:: Document segment ::

4. Successors to Company; Binding Effect;
Assignment. This Agreement shall inure to the benefit of and be
binding upon the Company and its successors. The Company will require any
successor (whether direct or indirect, by purchase, merger, consolidation or
otherwise) to all or substantially all of the business and/or assets of the
Company to assume expressly and agree to perform this Agreement in the same
manner and to the same extent that the Company would be required to perform
it
if no such succession had taken place. As used in this Agreement,
"Company" shall mean the Company as herein before defined and any successor
to
its business and/or assets as aforesaid which assumes and agrees to perform
this
Agreement by operation of law, or otherwise. The Company may not assign
this Agreement other than to a successor to all or substantially all of the
business and/or assets of the Company. The Executive shall have no right
to transfer or assign the right to receive any severance benefit under this
Agreement except as noted in paragraph three above.
5. Missouri Law to Govern. This Agreement
shall be governed by the laws of the State of Missouri without giving effect
to
the conflict of laws provisions thereof.
6.
Miscellaneous. No provision of this Agreement may be modified,
waived or discharged unless such modification, waiver or discharge is agreed
to
in writing signed by the Executive and a duly authorized officer of the
Company. No waiver by a party hereto at any time of any breach by the
other party hereto of, or of compliance with, any condition or provision of
this
Agreement to be performed by such other party shall be deemed a waiver of
similar or dissimilar provisions or conditions at the same or at any prior
or
subsequent time. No agreements or representations, oral or otherwise,
express or implied, with respect to the subject matter hereof have been made
by
either party which are not expressly set forth in this Agreement.
7.
Certain Additional Payments by the Company.
a.
Anything in this Agreement to the contrary notwithstanding and except as set
forth below, in the event it shall be determined that any payment or
distribution by the Company to or for the benefit of the Executive (whether
paid
or payable or distributed or distributable pursuant to the terms of this
Agreement, any Stock based award or otherwise, but determined without regard
to
any additional payments required under this Section 7) (collectively, a
“Payment”) would be subject to the excise tax imposed by Section 4999 of the
Code or any interest or penalties are incurred by the Executive with respect
to
such excise tax (such excise tax, together with any such interest and penalties,
are hereinafter collectively referred to as the “Excise Tax”), then the
Executive shall be entitled to receive an additional payment (a “Gross-Up
Payment”) in an amount such that after payment by the Executive of all taxes
(including any interest or penalties imposed with respect to such taxes),
including, without limitation, any income taxes (and any interest and penalties
imposed with respect thereto) and Excise Tax imposed upon the Gross-Up Payment,
the Executive retains an amount of the Gross-Up Payment equal to the Excise
Tax
imposed upon the Payments.
b.

:::

Stated exercise A
In the agreement excerpt, give the passage from "Miscellaneous. No provision" up to and including "in this Agreement." again, changing "duly authorized officer" to "designated representative".
Stated exercise B
Condense the paragraph of the agreement excerpt that begins "Miscellaneous. No provision of this Agreement" into a short bulleted list that keeps its main facts.

:: Dataset content ::

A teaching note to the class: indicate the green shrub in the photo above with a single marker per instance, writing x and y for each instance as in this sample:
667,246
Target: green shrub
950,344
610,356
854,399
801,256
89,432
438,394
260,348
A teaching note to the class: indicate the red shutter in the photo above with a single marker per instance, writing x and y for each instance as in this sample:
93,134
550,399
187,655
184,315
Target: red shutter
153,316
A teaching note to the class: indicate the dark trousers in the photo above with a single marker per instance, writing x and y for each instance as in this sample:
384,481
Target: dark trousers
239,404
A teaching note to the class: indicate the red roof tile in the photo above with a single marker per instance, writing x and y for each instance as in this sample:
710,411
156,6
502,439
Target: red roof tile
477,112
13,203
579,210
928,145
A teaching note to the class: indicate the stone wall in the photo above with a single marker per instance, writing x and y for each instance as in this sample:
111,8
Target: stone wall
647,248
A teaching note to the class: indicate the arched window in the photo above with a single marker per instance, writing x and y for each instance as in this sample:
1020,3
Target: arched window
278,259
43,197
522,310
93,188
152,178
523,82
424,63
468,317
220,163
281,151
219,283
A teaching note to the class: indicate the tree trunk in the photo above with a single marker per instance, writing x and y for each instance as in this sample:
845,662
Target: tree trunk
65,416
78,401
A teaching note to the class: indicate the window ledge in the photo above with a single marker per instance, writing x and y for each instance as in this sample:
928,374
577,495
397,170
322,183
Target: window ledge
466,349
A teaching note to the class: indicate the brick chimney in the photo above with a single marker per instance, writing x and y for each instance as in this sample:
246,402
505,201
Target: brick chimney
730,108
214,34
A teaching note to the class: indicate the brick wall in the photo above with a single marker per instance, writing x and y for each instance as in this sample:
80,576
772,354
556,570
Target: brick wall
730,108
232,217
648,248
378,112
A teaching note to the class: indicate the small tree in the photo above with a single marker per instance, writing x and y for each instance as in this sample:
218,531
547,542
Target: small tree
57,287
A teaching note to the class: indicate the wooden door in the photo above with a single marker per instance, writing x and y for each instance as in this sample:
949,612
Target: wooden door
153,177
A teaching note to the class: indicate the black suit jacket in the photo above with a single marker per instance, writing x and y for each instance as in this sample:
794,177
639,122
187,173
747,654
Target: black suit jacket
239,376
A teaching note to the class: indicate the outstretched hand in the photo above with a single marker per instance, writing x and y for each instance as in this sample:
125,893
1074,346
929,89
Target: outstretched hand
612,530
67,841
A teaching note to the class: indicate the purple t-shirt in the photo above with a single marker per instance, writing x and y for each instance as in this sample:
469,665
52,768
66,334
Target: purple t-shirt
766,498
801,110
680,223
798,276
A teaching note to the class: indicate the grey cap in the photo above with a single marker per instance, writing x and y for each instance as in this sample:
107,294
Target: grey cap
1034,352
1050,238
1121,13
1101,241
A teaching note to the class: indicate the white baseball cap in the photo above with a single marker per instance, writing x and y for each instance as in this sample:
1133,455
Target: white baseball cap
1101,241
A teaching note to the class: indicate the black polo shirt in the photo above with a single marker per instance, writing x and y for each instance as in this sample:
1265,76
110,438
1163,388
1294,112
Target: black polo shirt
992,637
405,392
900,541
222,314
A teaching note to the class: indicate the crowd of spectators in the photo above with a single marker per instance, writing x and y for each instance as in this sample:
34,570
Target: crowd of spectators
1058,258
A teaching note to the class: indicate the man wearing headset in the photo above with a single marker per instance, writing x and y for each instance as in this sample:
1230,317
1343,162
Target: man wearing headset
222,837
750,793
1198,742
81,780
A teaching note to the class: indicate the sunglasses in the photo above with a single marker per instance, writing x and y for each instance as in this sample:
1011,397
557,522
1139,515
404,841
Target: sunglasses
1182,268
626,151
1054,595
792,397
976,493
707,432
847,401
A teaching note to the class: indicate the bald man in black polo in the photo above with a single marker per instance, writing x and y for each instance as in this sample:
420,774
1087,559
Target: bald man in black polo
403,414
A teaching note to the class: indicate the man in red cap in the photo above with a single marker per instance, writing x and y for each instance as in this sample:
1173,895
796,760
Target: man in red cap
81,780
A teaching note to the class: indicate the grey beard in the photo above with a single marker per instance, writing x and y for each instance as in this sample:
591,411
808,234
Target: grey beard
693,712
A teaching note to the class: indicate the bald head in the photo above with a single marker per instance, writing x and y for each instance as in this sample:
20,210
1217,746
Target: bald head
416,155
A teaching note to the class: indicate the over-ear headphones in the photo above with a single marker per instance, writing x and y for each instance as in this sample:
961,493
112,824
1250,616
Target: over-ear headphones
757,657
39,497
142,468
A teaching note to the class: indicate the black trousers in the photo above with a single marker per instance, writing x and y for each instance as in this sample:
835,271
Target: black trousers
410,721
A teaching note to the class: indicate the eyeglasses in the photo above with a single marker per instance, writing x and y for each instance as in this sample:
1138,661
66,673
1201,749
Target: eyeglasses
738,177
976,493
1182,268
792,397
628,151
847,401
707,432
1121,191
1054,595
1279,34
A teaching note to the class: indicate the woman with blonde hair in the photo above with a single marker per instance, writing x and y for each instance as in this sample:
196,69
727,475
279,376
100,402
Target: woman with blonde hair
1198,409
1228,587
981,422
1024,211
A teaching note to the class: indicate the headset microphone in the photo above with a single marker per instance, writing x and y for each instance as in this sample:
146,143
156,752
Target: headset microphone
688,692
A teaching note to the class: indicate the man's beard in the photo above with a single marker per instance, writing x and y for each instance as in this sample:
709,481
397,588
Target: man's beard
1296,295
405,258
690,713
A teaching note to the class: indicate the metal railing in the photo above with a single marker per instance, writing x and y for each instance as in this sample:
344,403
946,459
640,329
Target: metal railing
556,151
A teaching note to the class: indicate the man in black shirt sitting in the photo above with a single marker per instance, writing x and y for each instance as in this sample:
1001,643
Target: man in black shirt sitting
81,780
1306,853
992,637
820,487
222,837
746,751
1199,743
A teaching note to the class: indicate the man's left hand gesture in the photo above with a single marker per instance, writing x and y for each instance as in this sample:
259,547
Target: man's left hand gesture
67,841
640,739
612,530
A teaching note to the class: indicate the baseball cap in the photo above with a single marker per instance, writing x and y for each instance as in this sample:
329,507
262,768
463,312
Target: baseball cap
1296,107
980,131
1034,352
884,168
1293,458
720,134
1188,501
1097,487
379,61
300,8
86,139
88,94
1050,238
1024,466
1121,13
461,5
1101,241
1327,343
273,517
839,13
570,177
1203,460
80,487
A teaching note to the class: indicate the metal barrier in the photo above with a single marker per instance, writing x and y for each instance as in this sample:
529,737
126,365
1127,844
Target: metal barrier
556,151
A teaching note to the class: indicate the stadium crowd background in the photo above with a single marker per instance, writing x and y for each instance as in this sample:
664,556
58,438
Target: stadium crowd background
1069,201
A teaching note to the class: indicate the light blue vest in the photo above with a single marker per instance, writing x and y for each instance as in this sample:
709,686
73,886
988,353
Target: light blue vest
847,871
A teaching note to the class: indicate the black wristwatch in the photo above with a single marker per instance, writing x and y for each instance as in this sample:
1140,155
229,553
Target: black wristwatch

:::

Problem solution A
Miscellaneous. No provision of this Agreement may be modified,
waived or discharged unless such modification, waiver or discharge is agreed
to
in writing signed by the Executive and a designated representative of the
Company. No waiver by a party hereto at any time of any breach by the
other party hereto of, or of compliance with, any condition or provision of
this
Agreement to be performed by such other party shall be deemed a waiver of
similar or dissimilar provisions or conditions at the same or at any prior
or
subsequent time. No agreements or representations, oral or otherwise,
express or implied, with respect to the subject matter hereof have been made
by
either party which are not expressly set forth in this Agreement.

Problem solution B
- No provision may be modified, waived or discharged unless this is agreed to in writing, signed by the Executive and a duly authorized officer of the Company.
- A party's waiver of the other party's breach of, or compliance with, any condition or provision is not a waiver of similar or dissimilar provisions or conditions at the same time or at any prior or subsequent time.
- Neither party has made any agreements or representations, oral or otherwise, express or implied, on the subject matter that are not expressly set forth in the Agreement.